(Stored entries)

═══

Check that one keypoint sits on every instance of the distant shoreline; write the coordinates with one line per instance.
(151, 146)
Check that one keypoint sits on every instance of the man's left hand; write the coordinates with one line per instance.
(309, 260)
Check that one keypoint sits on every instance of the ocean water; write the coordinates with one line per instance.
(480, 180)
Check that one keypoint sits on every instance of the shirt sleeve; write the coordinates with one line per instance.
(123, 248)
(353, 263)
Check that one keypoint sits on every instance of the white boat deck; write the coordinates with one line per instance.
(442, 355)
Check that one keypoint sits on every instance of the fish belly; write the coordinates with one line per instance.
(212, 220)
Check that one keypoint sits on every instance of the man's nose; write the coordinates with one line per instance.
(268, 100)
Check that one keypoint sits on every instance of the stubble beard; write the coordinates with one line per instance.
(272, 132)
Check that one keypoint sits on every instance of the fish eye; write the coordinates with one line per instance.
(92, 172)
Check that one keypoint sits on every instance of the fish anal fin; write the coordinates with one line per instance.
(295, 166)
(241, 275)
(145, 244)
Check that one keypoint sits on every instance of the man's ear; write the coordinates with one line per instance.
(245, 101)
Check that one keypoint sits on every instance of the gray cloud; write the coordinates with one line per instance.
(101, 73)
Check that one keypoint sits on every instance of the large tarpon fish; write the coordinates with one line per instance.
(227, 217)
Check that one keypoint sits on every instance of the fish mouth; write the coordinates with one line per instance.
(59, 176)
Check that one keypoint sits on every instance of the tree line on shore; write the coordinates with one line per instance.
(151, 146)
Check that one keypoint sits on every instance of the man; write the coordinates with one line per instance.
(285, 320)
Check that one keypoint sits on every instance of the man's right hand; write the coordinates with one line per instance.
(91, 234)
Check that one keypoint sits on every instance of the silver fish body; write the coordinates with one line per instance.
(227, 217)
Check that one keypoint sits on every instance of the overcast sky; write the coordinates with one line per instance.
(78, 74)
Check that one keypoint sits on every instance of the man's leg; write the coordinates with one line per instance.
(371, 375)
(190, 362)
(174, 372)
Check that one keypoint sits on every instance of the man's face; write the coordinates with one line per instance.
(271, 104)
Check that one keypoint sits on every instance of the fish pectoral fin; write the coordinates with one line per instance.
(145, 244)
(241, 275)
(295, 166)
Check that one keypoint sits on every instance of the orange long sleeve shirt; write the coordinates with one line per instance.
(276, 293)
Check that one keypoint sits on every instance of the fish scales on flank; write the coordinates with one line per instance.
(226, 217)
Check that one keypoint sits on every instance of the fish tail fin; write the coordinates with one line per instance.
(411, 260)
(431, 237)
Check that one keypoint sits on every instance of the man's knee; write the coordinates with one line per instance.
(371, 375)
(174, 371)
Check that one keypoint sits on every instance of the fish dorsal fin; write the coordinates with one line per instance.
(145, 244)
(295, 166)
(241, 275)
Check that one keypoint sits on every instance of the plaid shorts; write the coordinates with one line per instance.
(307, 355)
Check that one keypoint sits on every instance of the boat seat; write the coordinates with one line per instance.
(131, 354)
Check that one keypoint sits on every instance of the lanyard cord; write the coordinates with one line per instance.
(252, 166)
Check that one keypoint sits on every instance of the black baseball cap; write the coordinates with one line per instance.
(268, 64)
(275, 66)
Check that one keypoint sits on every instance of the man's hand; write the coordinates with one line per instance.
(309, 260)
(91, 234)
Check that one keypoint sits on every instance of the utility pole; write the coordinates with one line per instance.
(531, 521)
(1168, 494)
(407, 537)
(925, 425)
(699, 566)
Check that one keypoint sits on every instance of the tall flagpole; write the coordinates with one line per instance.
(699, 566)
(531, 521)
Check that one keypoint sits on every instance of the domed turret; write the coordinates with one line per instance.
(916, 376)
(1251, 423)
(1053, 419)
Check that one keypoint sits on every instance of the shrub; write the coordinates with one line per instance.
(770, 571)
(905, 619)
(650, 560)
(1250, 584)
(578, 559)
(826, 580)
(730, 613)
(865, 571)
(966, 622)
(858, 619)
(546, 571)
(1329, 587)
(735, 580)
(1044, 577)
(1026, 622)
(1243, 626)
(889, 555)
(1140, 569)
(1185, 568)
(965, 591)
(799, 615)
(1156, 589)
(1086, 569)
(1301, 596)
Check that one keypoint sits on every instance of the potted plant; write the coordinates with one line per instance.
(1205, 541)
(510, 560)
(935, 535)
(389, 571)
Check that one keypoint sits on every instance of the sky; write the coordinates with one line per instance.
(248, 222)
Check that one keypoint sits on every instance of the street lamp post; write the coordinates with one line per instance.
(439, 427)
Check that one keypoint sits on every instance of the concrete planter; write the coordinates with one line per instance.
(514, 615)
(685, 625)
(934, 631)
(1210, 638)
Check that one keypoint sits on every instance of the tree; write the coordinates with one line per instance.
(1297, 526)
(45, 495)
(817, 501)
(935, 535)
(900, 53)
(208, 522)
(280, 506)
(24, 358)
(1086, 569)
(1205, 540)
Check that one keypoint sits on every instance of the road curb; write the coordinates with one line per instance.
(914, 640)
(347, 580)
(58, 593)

═══

TASK DESCRIPTION: For this exercise, output all the data exactly as shown above.

RESPONSE AREA:
Check that one keypoint sits on every instance of the distant shoreline; write the coordinates with one line per instance.
(151, 146)
Check that one keypoint sits on every instance of the man's left hand; write the coordinates with one line per instance.
(309, 260)
Check that one keypoint sits on every instance of the ocean water; write the coordinates with one line per instance.
(480, 180)
Check that one keypoint sits on every instance of the shirt sleeve; write the coordinates with one line per instance.
(123, 248)
(353, 263)
Check that one keypoint sits on every instance of the white boat deck; write the coordinates with one line per instance.
(442, 355)
Check that one keypoint sits on every instance of the fish belly; write the coordinates with one line per instance.
(212, 220)
Check that one keypoint sits on every instance of the man's nose; write the coordinates with one line per instance.
(268, 100)
Check that one keypoint sits on every instance of the stubble beard; write the coordinates with one line per instance.
(272, 132)
Check that one keypoint sits on every instance of the fish eye; write the coordinates with one line per instance.
(92, 172)
Check that one keypoint sits on every instance of the fish anal fin; write the coordinates with one line per instance.
(295, 166)
(241, 275)
(145, 244)
Check that one keypoint sits on every instance of the man's ear; write the coordinates with one line per instance.
(245, 101)
Check that one keypoint sits on every instance of the gray cloud; write the coordinates with one line per instance.
(101, 73)
Check that one keypoint sits on every instance of the large tarpon fish; write the coordinates with one line per instance.
(227, 217)
Check that one keypoint sits on every instance of the fish mouth; write the coordinates with one line per instance.
(59, 176)
Check that one keypoint sits on every instance of the tree line on shore; write the coordinates with one line per instance.
(151, 146)
Check that one keypoint sits on every instance of the man; write the coordinates with one line per instance.
(285, 320)
Check that one keypoint sits on every instance of the man's right hand; write the coordinates with one line per instance.
(91, 234)
Check that one keypoint sits on every instance of the silver fish body; write the coordinates with one line per instance.
(227, 217)
Check that one keypoint sits on every instance of the overcast sky; write the coordinates with one line per instance.
(78, 74)
Check that one keypoint sits on every instance of the man's leg; write the coordinates with one line per instance.
(371, 375)
(190, 362)
(174, 372)
Check that one keypoint sits on every instance of the man's face; write the coordinates with one line per instance.
(271, 104)
Check that one keypoint sits on every instance of the fish pectoral fin; write the coordinates with one line per instance.
(145, 244)
(241, 275)
(295, 166)
Check that one keypoint sits on every instance of the orange long sleeve shirt; write the coordinates with one line per instance.
(276, 293)
Check that one keypoint sits on every instance of the fish scales on flank; write the coordinates with one line per instance.
(226, 217)
Check that one keypoint sits on every instance of the fish tail fin; write the coordinates with one line per instance.
(411, 260)
(431, 237)
Check that one keypoint sits on every instance of the man's knee; write the coordinates with one line per instance.
(371, 375)
(174, 371)
Check that one keypoint sits on every instance of the fish dorsal fin; write the coordinates with one line per instance.
(145, 244)
(295, 166)
(241, 275)
Check that one keypoint sits on every instance of the plaid shorts; write the coordinates with one line per instance.
(307, 355)
Check that one keypoint sits on every instance of the boat seat; write the coordinates with one line per instance.
(131, 354)
Check that one keypoint sits on every instance of the lanyard cord; write the coordinates with one line per instance.
(252, 166)
Check that one keypoint sits on every instance of the black baseball cap; write the coordinates with one line per instance.
(268, 64)
(275, 66)
Check that one keypoint sits on every instance of the man's hand; write the coordinates with one line per instance.
(309, 260)
(91, 234)
Check that one keypoint sits on every instance of the utility pole; write the coordinates with one line per instance.
(531, 521)
(1168, 494)
(407, 537)
(925, 425)
(699, 566)
Check that one keypoint sits on every instance of the tall flagpole; write the coordinates with one line per instance.
(699, 566)
(531, 521)
Check that one keypoint sits on every instance of the domed turret; write the coordinates with one line per instance.
(916, 376)
(1251, 423)
(1053, 419)
Check that one keypoint sits on every instance of the shrub; write the coordinates with one line per instance.
(770, 571)
(905, 619)
(650, 560)
(1250, 584)
(578, 559)
(826, 580)
(730, 613)
(865, 571)
(966, 622)
(858, 619)
(546, 571)
(1329, 587)
(735, 580)
(1044, 577)
(1026, 622)
(1243, 626)
(889, 555)
(1140, 569)
(1185, 568)
(965, 591)
(799, 615)
(1156, 589)
(1086, 569)
(1301, 596)
Check that one keypoint sits on every instance of the potted plant; write the coordinates with one line per instance.
(1205, 541)
(510, 560)
(935, 535)
(389, 571)
Check that one keypoint sits on every instance of the sky; write the coordinates with one line per instance.
(248, 222)
Check that one keypoint sits on every instance of the street lamp post; write the coordinates with one line per instance.
(439, 427)
Check that one keypoint sits on every instance of the concrete planter; write the coordinates with one line per instance.
(514, 615)
(685, 625)
(934, 631)
(1210, 638)
Check that one keypoint sits on every instance of the tree; write the coordinates with one line per instance.
(1297, 526)
(45, 495)
(817, 501)
(935, 535)
(900, 53)
(208, 522)
(280, 506)
(24, 358)
(1086, 569)
(1205, 540)
Check that one keypoint sits on every instance of the road curb; write the coordinates with one line per instance.
(914, 640)
(347, 580)
(58, 593)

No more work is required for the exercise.